## INSTRUCTIONS FOR THE TASK
Which lines below contain "floor"? Pull them out.

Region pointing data
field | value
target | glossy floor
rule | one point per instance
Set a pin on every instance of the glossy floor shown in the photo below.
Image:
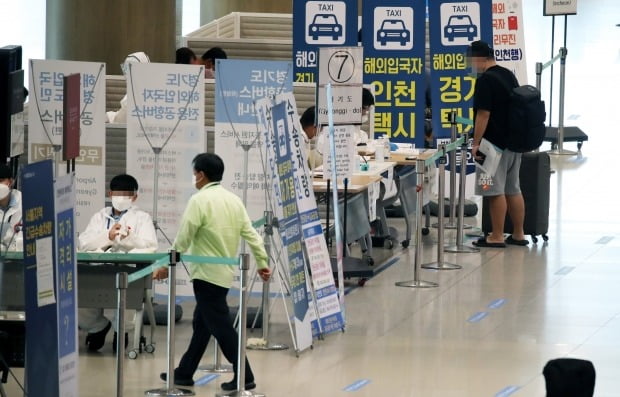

## RESULT FOR THIS EXERCISE
target | glossy floor
Set a pin on every instance of the glossy floor shown in the photo below.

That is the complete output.